Give everything from the line containing "cloud, it would be much appreciated." down to the line containing "MULTIPOLYGON (((150 273, 152" as a two-column CSV with the headers input and output. Make one row for each passage with its answer: put the passage's wording under input and its well-known text answer under output, quote every field, and turn line breaks into spaces.

(Records held in a dataset)
START

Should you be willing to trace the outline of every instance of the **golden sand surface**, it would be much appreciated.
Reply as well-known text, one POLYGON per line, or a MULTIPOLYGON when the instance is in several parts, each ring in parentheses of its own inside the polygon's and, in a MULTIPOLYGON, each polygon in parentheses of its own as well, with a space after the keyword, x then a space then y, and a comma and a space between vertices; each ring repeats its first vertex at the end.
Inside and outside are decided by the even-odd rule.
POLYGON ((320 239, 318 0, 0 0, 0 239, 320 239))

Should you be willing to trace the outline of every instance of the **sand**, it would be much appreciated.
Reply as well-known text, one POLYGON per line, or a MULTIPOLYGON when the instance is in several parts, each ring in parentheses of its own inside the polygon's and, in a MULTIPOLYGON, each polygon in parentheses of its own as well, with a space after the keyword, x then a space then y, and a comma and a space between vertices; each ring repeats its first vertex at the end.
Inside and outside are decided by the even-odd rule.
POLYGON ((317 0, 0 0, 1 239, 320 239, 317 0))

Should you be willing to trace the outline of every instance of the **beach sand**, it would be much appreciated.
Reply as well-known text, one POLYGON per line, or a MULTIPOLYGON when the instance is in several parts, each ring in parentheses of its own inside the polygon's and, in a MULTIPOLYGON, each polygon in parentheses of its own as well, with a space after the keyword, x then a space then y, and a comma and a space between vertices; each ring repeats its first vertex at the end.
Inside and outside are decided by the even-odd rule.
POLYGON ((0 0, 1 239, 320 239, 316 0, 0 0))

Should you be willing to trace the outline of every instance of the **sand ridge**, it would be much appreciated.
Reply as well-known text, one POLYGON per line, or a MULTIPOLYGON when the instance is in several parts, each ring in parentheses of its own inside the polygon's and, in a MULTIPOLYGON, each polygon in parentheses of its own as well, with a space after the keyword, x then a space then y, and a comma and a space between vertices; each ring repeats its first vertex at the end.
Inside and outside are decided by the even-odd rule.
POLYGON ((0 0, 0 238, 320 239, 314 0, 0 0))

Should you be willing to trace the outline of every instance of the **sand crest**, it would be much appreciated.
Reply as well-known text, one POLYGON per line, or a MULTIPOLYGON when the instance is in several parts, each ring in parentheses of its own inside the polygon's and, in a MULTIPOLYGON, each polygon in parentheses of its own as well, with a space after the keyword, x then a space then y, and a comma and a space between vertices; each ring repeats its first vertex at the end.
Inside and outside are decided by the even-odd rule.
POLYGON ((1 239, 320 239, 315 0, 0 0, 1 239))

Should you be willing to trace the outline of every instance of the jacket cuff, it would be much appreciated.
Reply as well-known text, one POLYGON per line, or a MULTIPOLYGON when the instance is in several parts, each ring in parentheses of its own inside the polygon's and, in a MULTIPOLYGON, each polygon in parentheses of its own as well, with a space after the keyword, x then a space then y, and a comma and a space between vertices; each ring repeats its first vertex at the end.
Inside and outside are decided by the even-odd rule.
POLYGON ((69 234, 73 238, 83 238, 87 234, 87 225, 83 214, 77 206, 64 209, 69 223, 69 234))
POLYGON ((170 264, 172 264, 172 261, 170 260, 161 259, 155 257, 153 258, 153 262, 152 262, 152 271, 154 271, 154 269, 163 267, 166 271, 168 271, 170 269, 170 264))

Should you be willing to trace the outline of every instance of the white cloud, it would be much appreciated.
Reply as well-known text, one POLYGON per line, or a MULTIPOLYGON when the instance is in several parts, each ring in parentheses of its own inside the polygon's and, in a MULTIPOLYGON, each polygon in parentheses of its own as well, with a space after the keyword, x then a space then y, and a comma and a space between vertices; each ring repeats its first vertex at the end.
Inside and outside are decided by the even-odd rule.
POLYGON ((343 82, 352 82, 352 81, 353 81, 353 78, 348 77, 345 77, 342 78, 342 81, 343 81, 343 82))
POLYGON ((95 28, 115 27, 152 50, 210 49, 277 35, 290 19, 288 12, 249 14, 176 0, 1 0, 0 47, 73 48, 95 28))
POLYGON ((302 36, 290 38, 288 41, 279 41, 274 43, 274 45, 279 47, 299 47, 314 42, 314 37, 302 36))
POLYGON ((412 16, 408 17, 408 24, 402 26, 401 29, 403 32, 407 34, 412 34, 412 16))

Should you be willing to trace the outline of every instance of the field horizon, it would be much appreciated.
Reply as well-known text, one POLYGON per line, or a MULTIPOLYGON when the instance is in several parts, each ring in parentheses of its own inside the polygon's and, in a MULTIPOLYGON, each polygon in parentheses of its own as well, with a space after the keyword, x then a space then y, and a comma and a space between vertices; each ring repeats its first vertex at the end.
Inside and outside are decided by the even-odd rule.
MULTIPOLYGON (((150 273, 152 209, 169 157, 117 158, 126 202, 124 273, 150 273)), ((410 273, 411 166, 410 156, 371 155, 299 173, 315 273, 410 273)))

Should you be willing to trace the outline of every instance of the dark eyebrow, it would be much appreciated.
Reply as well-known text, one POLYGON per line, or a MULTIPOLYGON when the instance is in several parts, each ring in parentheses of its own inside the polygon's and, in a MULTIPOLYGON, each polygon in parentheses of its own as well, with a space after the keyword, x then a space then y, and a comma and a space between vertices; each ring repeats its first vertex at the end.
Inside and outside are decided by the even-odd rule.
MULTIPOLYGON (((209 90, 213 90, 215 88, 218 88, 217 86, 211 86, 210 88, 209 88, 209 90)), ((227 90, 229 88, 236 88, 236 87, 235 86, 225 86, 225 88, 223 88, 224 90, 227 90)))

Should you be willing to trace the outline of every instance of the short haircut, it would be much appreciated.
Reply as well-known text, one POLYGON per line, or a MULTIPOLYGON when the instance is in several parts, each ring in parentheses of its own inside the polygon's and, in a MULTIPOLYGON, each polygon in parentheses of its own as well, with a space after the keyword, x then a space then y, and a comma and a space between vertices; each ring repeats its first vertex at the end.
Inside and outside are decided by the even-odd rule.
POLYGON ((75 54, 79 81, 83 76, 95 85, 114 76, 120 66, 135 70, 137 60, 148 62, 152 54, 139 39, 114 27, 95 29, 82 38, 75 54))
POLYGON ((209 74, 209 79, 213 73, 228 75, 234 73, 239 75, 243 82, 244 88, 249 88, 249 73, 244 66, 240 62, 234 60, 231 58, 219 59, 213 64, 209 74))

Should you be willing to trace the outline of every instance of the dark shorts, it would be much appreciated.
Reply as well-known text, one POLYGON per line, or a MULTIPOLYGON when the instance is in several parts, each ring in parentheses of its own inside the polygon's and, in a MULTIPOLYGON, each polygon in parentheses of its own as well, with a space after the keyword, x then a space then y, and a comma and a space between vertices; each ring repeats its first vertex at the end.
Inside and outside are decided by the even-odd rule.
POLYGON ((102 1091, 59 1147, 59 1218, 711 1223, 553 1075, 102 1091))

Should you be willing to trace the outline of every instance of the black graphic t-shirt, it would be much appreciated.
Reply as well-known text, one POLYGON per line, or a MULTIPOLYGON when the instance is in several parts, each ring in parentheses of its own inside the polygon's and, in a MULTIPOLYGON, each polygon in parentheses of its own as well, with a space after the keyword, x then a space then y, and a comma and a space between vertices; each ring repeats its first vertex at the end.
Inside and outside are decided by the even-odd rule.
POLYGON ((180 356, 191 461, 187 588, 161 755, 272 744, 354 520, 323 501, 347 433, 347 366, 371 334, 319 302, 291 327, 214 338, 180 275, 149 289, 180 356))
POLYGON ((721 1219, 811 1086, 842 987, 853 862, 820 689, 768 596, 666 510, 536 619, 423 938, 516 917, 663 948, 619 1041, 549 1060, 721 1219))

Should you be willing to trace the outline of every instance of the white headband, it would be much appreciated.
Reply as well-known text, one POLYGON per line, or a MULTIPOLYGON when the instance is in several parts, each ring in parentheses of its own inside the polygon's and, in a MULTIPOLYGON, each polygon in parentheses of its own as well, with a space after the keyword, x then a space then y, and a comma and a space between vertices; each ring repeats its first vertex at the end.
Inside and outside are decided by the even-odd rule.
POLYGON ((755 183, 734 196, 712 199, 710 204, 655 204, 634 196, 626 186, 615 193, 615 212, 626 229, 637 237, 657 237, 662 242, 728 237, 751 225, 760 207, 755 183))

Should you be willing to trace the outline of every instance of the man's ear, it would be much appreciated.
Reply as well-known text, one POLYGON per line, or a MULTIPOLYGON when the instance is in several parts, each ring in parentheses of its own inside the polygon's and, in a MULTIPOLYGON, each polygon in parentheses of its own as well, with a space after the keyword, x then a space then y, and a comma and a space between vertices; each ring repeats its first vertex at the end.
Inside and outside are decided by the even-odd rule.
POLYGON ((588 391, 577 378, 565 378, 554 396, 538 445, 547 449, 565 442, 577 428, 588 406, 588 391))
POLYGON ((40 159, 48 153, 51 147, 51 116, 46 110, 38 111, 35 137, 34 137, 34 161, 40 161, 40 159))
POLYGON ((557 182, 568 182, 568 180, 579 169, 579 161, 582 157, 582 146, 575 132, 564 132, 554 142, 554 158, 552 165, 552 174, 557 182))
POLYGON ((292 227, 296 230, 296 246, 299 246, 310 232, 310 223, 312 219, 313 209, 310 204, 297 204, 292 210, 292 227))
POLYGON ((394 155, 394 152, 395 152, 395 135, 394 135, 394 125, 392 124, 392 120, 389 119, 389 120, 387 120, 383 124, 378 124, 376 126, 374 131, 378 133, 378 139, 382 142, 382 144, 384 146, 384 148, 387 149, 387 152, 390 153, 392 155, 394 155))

END

FINISHED TASK:
input,output
"Should you be willing to trace the outline of every instance of the white cloud, it would be much appreciated. Reply as well-known text, one POLYGON per line, or a MULTIPOLYGON when the instance is in several parts, each ring in parentheses of its own inside the polygon's and, in a MULTIPOLYGON, each polygon in parentheses of its own as well, with a space after the keyword, x then a space then y, and a comma and a space between vertices; each ring repeats its first vertex at the end. Inside and outside are decided by the even-odd rule.","POLYGON ((343 82, 352 82, 352 81, 353 81, 353 78, 348 77, 345 77, 342 78, 342 81, 343 81, 343 82)) POLYGON ((95 28, 115 27, 152 50, 210 49, 277 35, 290 19, 288 12, 249 14, 176 0, 1 0, 0 47, 73 48, 95 28)) POLYGON ((302 36, 290 38, 288 41, 279 41, 274 43, 274 45, 279 47, 299 47, 314 42, 314 37, 302 36)) POLYGON ((412 16, 408 17, 408 24, 402 26, 401 29, 403 32, 407 34, 412 34, 412 16))"
"Should you be willing to trace the outline of every instance of the field horizon, it would be much appreciated. Reply as well-known text, one POLYGON per line, or a MULTIPOLYGON when the instance is in several parts, each ring in parentheses of its own inside the polygon's and, in a MULTIPOLYGON, each polygon in parentheses of its own as well, with a space after the keyword, x then a space then y, and a comma and a space between vertices; each ring repeats its first vertex at the end. Inside and outside are decided by the even-odd rule.","MULTIPOLYGON (((150 273, 152 209, 169 157, 117 158, 126 202, 124 273, 150 273)), ((410 273, 411 166, 410 156, 371 155, 299 173, 315 273, 410 273)))"